## [Instructions for the task]
Check every line of the entries for the string "green" and return the ones that contain it.

○ ○ ○ ○ ○ ○ ○

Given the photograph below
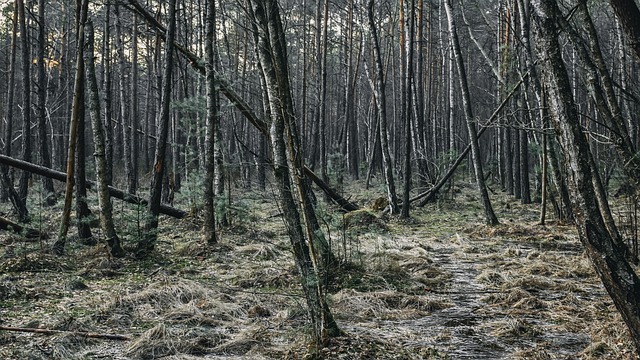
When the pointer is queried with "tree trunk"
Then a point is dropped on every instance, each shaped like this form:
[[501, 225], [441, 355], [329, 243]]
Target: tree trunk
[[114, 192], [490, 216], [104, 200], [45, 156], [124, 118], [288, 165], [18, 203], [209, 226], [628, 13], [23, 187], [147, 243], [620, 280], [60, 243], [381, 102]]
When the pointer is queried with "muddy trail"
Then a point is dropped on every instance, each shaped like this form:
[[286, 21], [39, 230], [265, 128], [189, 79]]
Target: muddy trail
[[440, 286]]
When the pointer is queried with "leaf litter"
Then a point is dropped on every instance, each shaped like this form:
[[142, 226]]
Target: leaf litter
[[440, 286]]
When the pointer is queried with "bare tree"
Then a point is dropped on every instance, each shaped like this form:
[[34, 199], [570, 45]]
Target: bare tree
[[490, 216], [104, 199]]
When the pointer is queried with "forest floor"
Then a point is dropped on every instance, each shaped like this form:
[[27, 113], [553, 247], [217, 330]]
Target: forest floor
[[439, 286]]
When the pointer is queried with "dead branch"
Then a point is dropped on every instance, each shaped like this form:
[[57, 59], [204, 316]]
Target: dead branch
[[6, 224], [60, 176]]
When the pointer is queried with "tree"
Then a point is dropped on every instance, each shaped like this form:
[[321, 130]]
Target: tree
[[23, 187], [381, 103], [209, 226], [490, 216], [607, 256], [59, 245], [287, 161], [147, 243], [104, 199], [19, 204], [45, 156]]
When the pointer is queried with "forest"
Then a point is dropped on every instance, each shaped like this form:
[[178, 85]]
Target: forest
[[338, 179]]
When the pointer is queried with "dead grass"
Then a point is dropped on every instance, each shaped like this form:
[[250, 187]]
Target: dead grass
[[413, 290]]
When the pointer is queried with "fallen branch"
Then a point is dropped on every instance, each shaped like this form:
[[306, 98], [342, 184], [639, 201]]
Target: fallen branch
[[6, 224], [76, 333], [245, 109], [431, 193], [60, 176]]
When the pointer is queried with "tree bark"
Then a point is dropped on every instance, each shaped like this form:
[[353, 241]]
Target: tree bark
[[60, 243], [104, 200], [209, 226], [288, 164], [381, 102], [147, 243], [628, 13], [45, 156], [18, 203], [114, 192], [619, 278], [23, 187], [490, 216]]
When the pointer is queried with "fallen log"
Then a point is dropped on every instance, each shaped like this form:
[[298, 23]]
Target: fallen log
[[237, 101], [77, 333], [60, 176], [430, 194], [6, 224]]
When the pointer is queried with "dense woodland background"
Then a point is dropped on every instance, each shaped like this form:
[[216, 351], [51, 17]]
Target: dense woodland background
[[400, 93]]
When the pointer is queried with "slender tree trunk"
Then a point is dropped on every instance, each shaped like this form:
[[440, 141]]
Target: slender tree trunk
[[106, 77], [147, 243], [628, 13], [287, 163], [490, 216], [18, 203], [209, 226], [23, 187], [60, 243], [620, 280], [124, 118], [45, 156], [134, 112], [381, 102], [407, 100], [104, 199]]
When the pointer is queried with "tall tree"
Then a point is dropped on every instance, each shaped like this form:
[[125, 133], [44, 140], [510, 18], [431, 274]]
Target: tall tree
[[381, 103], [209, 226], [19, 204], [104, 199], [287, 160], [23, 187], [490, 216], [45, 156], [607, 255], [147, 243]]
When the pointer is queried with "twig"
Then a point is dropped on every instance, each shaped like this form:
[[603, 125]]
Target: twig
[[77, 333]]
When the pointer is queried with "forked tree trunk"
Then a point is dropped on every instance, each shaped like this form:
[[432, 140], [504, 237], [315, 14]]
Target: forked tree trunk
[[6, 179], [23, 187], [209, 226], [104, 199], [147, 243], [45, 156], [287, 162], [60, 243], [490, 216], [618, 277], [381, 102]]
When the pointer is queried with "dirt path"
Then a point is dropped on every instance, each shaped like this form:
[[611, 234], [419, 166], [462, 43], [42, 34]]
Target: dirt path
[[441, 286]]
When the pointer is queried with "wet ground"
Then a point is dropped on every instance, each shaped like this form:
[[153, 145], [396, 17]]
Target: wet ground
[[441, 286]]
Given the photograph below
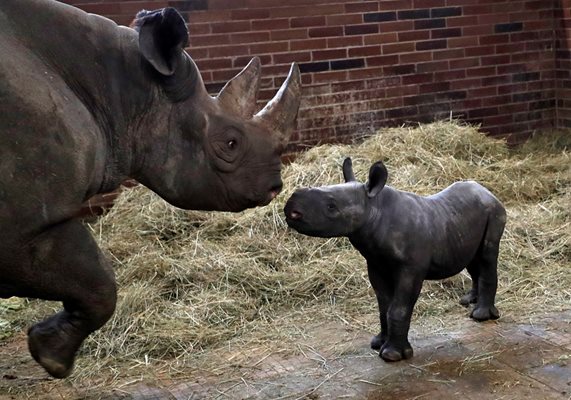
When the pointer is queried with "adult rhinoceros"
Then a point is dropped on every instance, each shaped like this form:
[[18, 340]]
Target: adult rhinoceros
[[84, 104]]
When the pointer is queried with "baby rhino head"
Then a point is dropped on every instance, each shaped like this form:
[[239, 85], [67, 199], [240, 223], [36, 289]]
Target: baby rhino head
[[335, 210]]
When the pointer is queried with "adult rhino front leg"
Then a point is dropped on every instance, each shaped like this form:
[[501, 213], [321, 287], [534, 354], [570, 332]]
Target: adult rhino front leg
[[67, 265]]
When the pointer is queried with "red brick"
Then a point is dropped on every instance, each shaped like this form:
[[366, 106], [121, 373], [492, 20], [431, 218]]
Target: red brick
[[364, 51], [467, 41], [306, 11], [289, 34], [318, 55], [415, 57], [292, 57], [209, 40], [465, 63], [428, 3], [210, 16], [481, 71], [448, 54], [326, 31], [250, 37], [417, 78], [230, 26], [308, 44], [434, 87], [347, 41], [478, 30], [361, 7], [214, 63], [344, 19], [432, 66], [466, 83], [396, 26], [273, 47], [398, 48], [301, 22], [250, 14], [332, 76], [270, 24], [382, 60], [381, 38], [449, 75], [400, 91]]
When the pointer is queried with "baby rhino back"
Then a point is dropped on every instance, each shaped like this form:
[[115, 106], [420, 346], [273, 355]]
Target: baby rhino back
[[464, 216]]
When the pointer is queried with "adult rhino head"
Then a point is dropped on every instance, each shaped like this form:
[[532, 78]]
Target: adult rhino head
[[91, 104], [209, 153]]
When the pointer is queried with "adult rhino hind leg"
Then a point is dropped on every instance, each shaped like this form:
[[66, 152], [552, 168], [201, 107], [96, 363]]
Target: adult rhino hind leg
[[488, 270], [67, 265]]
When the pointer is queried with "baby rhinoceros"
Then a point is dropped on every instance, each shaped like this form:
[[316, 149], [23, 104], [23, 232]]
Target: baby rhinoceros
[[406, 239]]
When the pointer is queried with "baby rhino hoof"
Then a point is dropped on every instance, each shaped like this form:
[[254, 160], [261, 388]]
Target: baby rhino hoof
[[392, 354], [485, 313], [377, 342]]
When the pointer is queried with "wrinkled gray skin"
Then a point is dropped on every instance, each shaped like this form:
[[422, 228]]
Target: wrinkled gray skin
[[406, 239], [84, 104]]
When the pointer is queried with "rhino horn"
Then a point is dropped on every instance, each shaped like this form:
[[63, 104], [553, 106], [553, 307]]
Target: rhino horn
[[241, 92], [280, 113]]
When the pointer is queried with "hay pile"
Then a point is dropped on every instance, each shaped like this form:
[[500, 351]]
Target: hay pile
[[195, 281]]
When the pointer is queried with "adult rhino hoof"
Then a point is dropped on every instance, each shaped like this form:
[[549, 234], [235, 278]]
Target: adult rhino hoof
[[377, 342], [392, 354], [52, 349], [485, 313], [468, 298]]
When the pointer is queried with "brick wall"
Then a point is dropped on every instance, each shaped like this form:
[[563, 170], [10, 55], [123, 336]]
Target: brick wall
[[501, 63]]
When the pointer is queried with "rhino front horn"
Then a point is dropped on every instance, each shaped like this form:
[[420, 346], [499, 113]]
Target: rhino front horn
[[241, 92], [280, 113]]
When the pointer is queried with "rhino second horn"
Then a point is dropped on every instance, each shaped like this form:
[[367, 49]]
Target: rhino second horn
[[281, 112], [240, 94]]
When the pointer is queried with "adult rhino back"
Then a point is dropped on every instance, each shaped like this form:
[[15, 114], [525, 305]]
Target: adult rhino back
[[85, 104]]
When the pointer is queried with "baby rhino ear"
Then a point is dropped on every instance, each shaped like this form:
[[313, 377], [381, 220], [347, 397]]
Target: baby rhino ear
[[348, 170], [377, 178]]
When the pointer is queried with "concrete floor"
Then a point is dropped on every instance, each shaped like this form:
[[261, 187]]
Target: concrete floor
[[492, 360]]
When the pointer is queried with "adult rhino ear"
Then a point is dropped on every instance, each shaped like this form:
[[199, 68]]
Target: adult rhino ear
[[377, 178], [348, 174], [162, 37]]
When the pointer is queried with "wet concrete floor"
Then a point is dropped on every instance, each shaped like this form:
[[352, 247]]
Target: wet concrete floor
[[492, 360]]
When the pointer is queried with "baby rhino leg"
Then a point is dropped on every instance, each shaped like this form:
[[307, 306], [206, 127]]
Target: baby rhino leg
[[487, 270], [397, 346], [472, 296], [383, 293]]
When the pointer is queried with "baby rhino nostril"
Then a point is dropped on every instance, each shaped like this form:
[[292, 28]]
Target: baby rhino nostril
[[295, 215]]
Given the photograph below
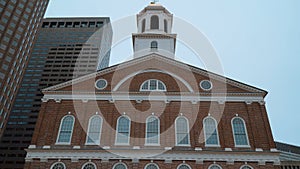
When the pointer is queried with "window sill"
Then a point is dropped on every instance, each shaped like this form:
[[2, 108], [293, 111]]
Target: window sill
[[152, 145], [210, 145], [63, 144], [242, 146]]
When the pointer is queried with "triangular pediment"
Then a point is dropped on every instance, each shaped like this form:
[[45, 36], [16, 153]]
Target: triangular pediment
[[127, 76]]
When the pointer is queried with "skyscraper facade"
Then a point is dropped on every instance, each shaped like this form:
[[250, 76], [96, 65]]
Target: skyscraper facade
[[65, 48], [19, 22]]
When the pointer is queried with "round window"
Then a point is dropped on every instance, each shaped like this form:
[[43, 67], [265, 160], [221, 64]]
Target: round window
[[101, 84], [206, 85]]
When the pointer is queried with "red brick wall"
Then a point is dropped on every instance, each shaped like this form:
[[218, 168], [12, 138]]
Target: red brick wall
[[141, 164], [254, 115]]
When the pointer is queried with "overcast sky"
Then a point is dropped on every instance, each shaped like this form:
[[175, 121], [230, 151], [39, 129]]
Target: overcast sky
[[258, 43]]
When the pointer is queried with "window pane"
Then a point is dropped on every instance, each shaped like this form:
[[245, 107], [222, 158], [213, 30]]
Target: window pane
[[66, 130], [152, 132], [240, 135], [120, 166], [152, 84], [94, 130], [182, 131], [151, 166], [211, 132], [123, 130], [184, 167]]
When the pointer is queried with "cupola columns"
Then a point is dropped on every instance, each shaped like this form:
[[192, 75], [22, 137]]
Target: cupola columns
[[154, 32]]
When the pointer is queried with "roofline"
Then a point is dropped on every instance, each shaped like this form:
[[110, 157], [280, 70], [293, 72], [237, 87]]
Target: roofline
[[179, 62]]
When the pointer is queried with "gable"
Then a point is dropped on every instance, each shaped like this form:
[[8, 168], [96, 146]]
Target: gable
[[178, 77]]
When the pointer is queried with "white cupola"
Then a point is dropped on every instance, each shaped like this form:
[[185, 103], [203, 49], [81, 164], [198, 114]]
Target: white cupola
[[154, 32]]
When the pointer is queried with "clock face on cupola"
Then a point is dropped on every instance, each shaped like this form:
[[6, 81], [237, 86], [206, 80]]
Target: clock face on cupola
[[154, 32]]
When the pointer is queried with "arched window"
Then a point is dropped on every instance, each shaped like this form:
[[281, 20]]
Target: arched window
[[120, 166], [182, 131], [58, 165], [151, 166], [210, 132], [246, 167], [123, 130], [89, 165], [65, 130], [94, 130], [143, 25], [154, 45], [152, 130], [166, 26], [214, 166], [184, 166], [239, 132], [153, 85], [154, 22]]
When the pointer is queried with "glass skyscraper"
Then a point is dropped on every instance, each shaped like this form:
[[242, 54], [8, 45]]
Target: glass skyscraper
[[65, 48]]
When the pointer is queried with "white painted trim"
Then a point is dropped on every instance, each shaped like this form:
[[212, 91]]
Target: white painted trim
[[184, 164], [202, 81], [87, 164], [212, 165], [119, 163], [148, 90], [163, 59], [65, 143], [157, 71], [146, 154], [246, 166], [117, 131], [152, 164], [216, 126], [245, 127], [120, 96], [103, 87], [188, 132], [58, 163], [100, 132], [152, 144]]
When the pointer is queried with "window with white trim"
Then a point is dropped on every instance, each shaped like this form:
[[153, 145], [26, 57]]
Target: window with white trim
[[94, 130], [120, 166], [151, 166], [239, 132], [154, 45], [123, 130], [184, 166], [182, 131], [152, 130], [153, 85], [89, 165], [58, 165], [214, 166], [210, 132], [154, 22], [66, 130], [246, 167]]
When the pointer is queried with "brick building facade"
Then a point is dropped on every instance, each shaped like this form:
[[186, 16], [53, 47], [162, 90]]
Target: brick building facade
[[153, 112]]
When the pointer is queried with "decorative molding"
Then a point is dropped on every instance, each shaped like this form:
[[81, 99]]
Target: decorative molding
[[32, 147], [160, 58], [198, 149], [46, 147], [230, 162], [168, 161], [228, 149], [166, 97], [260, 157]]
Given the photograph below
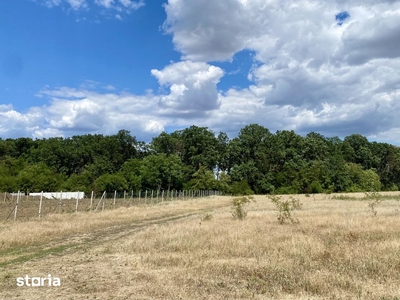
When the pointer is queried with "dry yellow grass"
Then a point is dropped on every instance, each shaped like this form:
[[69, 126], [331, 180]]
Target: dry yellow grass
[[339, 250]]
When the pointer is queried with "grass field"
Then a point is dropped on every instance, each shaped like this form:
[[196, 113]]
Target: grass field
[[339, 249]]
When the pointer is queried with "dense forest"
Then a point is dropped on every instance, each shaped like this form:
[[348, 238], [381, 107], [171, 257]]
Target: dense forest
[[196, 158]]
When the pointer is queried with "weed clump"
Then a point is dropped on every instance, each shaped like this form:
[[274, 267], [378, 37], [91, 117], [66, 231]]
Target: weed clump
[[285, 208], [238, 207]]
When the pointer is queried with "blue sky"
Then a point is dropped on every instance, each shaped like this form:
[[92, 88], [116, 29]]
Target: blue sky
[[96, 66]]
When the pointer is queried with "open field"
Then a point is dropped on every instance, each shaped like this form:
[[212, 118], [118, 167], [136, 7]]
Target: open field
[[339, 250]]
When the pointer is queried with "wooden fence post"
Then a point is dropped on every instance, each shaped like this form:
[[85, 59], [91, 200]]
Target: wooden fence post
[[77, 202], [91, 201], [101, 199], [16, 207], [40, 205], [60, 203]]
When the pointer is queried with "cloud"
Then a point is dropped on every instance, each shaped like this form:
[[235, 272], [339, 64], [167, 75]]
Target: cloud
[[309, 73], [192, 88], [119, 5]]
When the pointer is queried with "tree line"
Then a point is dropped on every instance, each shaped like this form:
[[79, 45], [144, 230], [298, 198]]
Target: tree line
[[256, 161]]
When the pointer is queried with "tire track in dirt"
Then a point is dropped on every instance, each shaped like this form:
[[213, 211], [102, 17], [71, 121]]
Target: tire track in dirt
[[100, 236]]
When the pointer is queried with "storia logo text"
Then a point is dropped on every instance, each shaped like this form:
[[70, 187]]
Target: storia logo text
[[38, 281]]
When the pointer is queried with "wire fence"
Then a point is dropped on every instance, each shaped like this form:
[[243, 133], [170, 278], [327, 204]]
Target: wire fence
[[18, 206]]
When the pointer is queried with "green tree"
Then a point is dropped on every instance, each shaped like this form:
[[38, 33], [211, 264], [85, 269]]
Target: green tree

○ ○ ○ ○ ○ ○ ○

## [Task result]
When the pointer is queried with "green tree"
Target: green tree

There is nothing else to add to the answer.